### GIVEN TASK
Retype all of the entries word for word.

**** EXTRACTED MATERIAL

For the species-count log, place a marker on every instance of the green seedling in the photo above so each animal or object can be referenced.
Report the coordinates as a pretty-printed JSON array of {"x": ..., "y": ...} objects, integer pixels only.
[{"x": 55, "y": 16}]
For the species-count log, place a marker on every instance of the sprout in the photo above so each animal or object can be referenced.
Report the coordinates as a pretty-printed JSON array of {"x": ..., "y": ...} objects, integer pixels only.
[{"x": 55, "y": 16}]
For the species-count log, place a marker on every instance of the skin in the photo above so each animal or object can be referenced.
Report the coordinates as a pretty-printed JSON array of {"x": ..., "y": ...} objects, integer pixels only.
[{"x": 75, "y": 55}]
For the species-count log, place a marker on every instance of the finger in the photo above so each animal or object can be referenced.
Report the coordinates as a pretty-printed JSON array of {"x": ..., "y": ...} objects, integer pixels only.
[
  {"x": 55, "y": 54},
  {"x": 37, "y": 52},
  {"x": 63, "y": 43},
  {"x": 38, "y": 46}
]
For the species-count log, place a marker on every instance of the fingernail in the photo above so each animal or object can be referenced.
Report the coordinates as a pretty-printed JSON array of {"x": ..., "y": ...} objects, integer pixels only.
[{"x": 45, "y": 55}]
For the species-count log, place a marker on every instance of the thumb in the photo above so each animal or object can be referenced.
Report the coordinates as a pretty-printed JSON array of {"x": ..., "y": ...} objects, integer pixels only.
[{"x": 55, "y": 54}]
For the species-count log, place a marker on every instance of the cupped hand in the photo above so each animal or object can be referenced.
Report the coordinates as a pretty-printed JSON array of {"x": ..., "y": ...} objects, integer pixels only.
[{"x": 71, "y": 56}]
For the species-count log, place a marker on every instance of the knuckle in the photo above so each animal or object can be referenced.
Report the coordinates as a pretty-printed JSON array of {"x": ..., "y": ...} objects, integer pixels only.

********

### RESPONSE TO THE EXERCISE
For the species-count log, place a marker on every instance of the green seedling in the photo above so each animal or object can be referenced.
Report the coordinates as a pretty-printed JSON array of {"x": ..., "y": ...} objects, integer pixels only.
[{"x": 55, "y": 16}]
For the species-count log, place a marker on every instance of the sprout in the photo above so each animal or object can be referenced.
Report the coordinates as a pretty-printed JSON array of {"x": ..., "y": ...} objects, integer pixels only.
[{"x": 55, "y": 16}]
For the species-count log, place a marker on every instance of the skin in the photo above so each animal or object can be referenced.
Report the coordinates as a pretty-printed JSON array of {"x": ..., "y": ...} objects, integer pixels only.
[{"x": 75, "y": 55}]
For the species-count log, place a marker on every instance of the finger in the photo above so each animal or object can be referenced.
Report the coordinates as a pretty-printed JSON array of {"x": ..., "y": ...} objects, integer pixels only.
[
  {"x": 55, "y": 54},
  {"x": 37, "y": 52},
  {"x": 63, "y": 43},
  {"x": 38, "y": 46}
]
For the species-count log, place a marker on every instance of the fingernail in the photo above so each animal or object can be referenced.
Report the coordinates as a pretty-printed JSON array of {"x": ..., "y": ...} objects, integer pixels only.
[{"x": 45, "y": 55}]
For the species-count log, place a marker on every instance of the thumb in the photo above so each animal or object can be referenced.
Report the coordinates as a pretty-printed JSON array of {"x": ..., "y": ...} objects, integer pixels only.
[{"x": 55, "y": 54}]
For the species-count log, place a marker on every instance of the cupped hand in the photo above so each animal or object can be referenced.
Report the coordinates as a pretty-printed JSON array of {"x": ..., "y": ...} objects, integer pixels only.
[{"x": 71, "y": 56}]
For the species-count log, place a marker on every instance of the knuckle in the photo above so each animal or object can be referenced.
Report the coordinates as a pretty-printed JSON array of {"x": ..., "y": ...} objects, integer pixels only.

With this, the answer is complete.